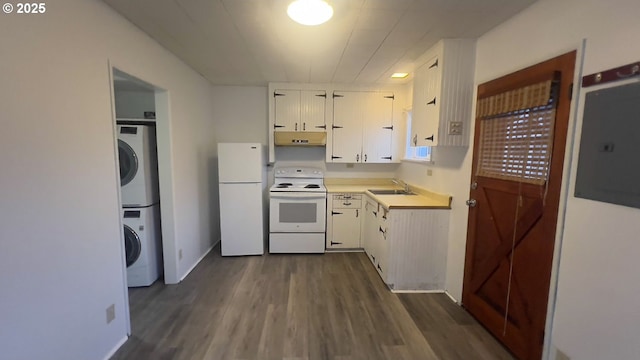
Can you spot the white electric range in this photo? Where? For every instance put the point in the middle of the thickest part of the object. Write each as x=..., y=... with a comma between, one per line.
x=297, y=203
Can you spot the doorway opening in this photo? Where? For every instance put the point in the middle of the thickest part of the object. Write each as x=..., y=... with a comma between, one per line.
x=142, y=137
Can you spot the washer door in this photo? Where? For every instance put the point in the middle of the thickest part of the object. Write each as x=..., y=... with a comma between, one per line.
x=132, y=245
x=128, y=162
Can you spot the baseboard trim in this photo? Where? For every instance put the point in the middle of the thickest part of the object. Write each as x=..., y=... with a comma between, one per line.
x=452, y=298
x=116, y=348
x=417, y=291
x=198, y=261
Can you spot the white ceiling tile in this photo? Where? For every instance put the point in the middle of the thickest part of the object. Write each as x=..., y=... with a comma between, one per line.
x=254, y=41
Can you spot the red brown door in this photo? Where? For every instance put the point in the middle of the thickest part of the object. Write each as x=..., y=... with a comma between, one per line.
x=520, y=136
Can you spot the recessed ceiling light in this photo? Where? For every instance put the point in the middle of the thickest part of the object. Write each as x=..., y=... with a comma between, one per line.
x=310, y=12
x=399, y=75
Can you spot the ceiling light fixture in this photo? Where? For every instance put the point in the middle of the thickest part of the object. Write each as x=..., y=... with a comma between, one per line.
x=399, y=75
x=310, y=12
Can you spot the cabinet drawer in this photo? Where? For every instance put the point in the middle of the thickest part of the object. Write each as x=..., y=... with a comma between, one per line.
x=347, y=196
x=344, y=201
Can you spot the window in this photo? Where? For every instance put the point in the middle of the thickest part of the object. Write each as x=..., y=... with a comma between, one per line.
x=416, y=153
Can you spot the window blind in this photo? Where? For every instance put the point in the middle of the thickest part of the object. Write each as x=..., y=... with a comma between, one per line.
x=516, y=133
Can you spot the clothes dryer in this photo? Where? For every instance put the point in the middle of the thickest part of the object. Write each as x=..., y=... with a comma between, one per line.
x=138, y=165
x=143, y=245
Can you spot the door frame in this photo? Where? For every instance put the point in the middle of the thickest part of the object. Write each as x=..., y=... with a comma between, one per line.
x=165, y=178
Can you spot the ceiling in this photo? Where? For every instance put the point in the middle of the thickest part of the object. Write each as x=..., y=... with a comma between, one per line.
x=253, y=42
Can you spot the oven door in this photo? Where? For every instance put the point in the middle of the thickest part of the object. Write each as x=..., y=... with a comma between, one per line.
x=297, y=212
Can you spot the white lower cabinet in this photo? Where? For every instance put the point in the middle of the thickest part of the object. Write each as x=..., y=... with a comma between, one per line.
x=408, y=247
x=344, y=215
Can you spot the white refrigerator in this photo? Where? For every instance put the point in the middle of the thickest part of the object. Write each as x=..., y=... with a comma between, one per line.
x=242, y=188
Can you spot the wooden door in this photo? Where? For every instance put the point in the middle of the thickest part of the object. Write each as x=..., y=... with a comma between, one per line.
x=510, y=239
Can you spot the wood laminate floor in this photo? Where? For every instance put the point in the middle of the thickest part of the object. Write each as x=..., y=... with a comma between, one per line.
x=331, y=306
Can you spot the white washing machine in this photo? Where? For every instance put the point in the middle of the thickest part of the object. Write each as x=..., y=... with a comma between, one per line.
x=143, y=245
x=138, y=165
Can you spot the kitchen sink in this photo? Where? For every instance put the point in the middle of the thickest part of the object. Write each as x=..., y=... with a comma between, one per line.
x=390, y=192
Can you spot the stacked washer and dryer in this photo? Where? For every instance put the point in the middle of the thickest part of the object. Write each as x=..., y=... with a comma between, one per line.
x=140, y=202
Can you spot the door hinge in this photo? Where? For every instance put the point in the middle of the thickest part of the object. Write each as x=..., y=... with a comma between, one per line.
x=570, y=92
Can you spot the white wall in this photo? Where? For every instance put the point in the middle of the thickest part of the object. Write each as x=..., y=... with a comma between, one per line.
x=60, y=232
x=596, y=314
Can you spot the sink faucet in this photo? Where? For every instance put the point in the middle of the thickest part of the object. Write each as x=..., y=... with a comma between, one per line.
x=401, y=183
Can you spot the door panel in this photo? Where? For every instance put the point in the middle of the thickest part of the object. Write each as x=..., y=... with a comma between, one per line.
x=511, y=233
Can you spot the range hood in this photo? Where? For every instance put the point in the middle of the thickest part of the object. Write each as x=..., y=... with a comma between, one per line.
x=300, y=138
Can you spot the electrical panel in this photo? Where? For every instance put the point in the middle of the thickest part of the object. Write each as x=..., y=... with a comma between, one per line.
x=609, y=159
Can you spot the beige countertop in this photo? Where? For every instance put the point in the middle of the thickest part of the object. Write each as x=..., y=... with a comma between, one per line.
x=424, y=199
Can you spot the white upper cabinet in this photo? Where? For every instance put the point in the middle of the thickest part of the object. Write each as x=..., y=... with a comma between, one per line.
x=362, y=128
x=299, y=110
x=443, y=95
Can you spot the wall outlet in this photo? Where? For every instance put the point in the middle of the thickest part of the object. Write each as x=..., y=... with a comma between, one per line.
x=455, y=128
x=111, y=313
x=561, y=355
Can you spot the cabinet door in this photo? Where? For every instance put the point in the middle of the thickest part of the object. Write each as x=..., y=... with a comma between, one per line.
x=382, y=245
x=378, y=128
x=345, y=229
x=287, y=109
x=426, y=104
x=348, y=115
x=312, y=110
x=370, y=228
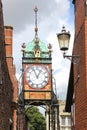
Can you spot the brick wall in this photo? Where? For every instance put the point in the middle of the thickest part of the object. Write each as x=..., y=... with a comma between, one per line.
x=8, y=31
x=80, y=48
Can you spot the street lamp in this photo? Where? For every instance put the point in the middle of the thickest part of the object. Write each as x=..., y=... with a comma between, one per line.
x=64, y=39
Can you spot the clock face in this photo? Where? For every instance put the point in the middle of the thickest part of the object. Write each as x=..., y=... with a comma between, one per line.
x=37, y=76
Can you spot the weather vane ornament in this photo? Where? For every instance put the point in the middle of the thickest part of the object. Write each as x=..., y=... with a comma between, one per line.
x=36, y=28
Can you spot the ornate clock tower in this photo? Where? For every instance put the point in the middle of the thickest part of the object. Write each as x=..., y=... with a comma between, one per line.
x=37, y=70
x=37, y=83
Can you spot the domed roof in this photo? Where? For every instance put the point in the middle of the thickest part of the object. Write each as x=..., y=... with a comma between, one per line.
x=39, y=47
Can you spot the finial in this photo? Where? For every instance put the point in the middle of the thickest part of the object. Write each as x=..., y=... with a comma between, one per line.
x=36, y=28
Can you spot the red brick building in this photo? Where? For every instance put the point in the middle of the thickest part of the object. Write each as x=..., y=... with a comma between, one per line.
x=8, y=31
x=77, y=89
x=8, y=82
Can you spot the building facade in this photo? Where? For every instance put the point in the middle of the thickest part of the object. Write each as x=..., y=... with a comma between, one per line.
x=8, y=31
x=6, y=86
x=77, y=99
x=64, y=117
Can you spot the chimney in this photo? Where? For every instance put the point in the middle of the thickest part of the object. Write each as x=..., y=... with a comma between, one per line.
x=8, y=40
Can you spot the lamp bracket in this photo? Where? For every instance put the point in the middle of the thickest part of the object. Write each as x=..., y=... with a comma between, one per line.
x=73, y=58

» **Your task**
Repeat the listing in full and to the letter, excluding every image.

» **Answer space**
Can you spot the white electric range in this photo? Where? For every instance put the point in the middle of the thickest part of the object. Write each as x=..., y=... with a comma between, one per line.
x=297, y=203
Can you spot the doorway opening in this photo? Where? For every instance put the point in the middle of the thickest part of the object. Write each as x=..., y=... with a comma between, one per line.
x=142, y=137
Can you spot the washer door in this photo? Where? For every instance put the point in the middle of the thickest part of the object. Write each as x=..., y=... with a comma between, one per line.
x=132, y=245
x=128, y=162
Can you spot the baseboard trim in this photo? Where? For every instance put the point in the middle of the thickest part of the object. Write each as x=..., y=... with a comma between, one per line.
x=452, y=298
x=116, y=348
x=417, y=291
x=198, y=261
Can you spot the white ceiling tile in this photo? Where? For every instance put the point in the middle of the thickest part of the object. Write each as x=..., y=... with a comma between, one per line.
x=254, y=41
Can you spot the red brown door in this photo? Where? For every instance put the point in the middle of the thickest part of the object. Write each as x=..., y=... with a comma between, one per line.
x=520, y=136
Can you spot the recessed ceiling light in this photo? Where? For every instance put the point in the middle of the thickest part of the object. Write each as x=..., y=... with a comma between, one per line.
x=310, y=12
x=399, y=75
Can you spot the ceiling light fixture in this photo? Where? For every instance put the point in the middle of the thickest part of the object. Write each as x=..., y=... with a comma between, one per line.
x=399, y=75
x=310, y=12
Can you spot the cabinet drawer in this photo? Where? For every instance put the point in the middle of the thickest part of the object. Write each as x=..., y=... with a comma between, one per line.
x=347, y=196
x=344, y=201
Can you spot the window in this photo? Where? For every instance put the point in the middle of the thickest part of the object. Write each as x=..., y=... with a comma between, one per line.
x=416, y=153
Can you spot the window blind in this photo? Where? For every instance put the point in the middle of the thickest part of the object. Write each as x=..., y=... with a comma between, one per line.
x=516, y=133
Can you spot the clothes dryer in this photo? Where? For every instance put the point in the middle of the thickest part of the object. Write each as x=..., y=... with a comma between, one per line.
x=138, y=165
x=143, y=245
Can you spot the door frame in this photo? Where? For every instance put the point in the middle of the thickest part of the object. Write each as x=..., y=... with a comma between, one per line.
x=165, y=178
Can you spot the ceiling in this photo? Where? For every instance put the point in the middle of the thickest part of the object. Write each as x=..., y=... with a comma between, one per line.
x=253, y=42
Can you spot the oven door in this photo? Where? For every instance put the point in the middle of the thickest part of the object. Write each as x=..., y=... with a comma between, one per line.
x=297, y=212
Can you spot the white lower cabinet in this photo? Where? For every instance put the point in the middle of the thickest part of the object. Write each as x=..., y=... with a comma between, one per line.
x=408, y=247
x=344, y=215
Can you spot the white refrigerator in this photo? Where? For every instance put the point in the middle of the thickest part of the object. Write each as x=..., y=... with a comma between, one per line.
x=242, y=188
Can you spot the wooden door in this photo? Where? For every instance put the point in the middle of the thickest part of the object. Write each as x=..., y=... with a comma between, one per line.
x=510, y=239
Can you spot the wood laminate floor in this photo? Where? For every instance put the point in the middle of the thickest part of the object. Write each as x=..., y=... with a comma between, one per line.
x=331, y=306
Can you spot the white washing machine in this photo? Where? For every instance put the point in the middle of the thickest part of the object. Write each as x=..., y=... with a comma between, one per line.
x=143, y=245
x=138, y=165
Can you spot the kitchen sink in this photo? Where? For every instance put the point in the middle of the thickest part of the object. Write each as x=..., y=... with a comma between, one per line.
x=390, y=192
Can you spot the stacked washer and dryer in this photo? Where? For every instance put the point in the middle of the thickest part of the object. Write each as x=..., y=... with a comma between, one per line.
x=140, y=202
Can you spot the door hinge in this photo? Where? For every instance put the point in the middle of the thickest part of the object. Write each as x=..., y=... with a comma between, one per line.
x=570, y=92
Can you spot the white wall in this photo? Where? For every instance put the point in the middle of the thickest part of the object. Write each as x=..., y=... with a comma between, one per line.
x=60, y=232
x=596, y=314
Can you spot the sink faucet in this photo? Where? For every instance put the point in the middle of the thickest part of the object. Write each as x=..., y=... with a comma between, one per line.
x=401, y=183
Can you spot the door panel in this photo? Where? For every instance put the point in the middle of the thickest part of the object. Write each as x=..., y=... with a comma between, one per line.
x=511, y=233
Can you spot the range hood in this photo? Where? For every instance put the point in the middle of the thickest part of the object. Write each as x=..., y=... with a comma between, one per line.
x=300, y=138
Can you spot the electrical panel in this photo? Where? For every instance put the point in the middle of the thickest part of the object. Write each as x=..., y=... with a comma between, one per line.
x=609, y=159
Can you spot the beige countertop in this photo? Where? For every instance put the point in the middle of the thickest part of the object. Write each as x=..., y=... with a comma between, one per line.
x=424, y=199
Can you spot the white upper cabinet in this photo? Where? For every instance put the point in the middle of the thickest part of the object. Write each as x=..., y=... with a comma between, one per line.
x=362, y=128
x=299, y=110
x=443, y=95
Can you spot the wall outlet in this photo? Where? For every instance put the point in the middle of the thickest part of the object. Write each as x=..., y=... with a comma between, one per line.
x=455, y=128
x=111, y=313
x=561, y=355
Can you spot the cabinet door in this photo? Where? For every instance put the point in the middle of the thickest part of the object. Write each as x=..., y=... with a comma between, one per line.
x=382, y=245
x=378, y=128
x=345, y=229
x=287, y=109
x=426, y=104
x=348, y=115
x=312, y=110
x=370, y=228
Can you spot the brick wall in this photo? Where? For every instance put the point in the middle of the thickest part of the object. Write each as x=..., y=... with a comma between, one per line.
x=8, y=31
x=80, y=48
Can you spot the street lamp in this photo? Where? For every instance put the point in the middle of the thickest part of the object. Write each as x=..., y=... with a comma between, one per line.
x=64, y=39
Can you spot the clock face in this photo? Where? For every instance put the point in the middle of the thickest part of the object. Write each as x=..., y=... with a comma between, one per line.
x=37, y=76
Can you spot the weather vane ornament in this photo? Where? For every instance put the point in the middle of the thickest part of the object. Write each as x=..., y=... with a comma between, one per line.
x=36, y=28
Can you spot the ornate clock tower in this photo? Where? For every instance put the point in the middle of the thickest part of the object. Write each as x=..., y=... with a comma between, one per line.
x=37, y=70
x=37, y=83
Can you spot the domed roof in this photo? Where? For every instance put the point in the middle of the thickest part of the object. Write each as x=..., y=... with a comma between, one per line.
x=39, y=47
Can you spot the finial in this photo? Where? For every instance put the point in the middle of the thickest part of the object. Write each as x=..., y=... with a comma between, one per line.
x=36, y=28
Can you spot the red brick building in this photo? Where? For every instance put the point in the middle of the thickest part of the object. Write each as x=..., y=... with a comma between, one per line.
x=8, y=31
x=77, y=89
x=8, y=82
Can you spot the building facade in this photo? Where? For every instance put the point in the middle of the thickest part of the object. Write each as x=..., y=... with a comma between, one per line.
x=8, y=31
x=6, y=86
x=77, y=99
x=64, y=117
Can you spot the chimney in this photo? Where? For every instance put the point in the middle of the thickest part of the object. Write each as x=..., y=... with a comma between, one per line.
x=8, y=40
Can you spot the lamp bracket in this photo? Where? For every instance put the point in the middle of the thickest part of the object. Write each as x=..., y=... with a comma between, one per line.
x=73, y=58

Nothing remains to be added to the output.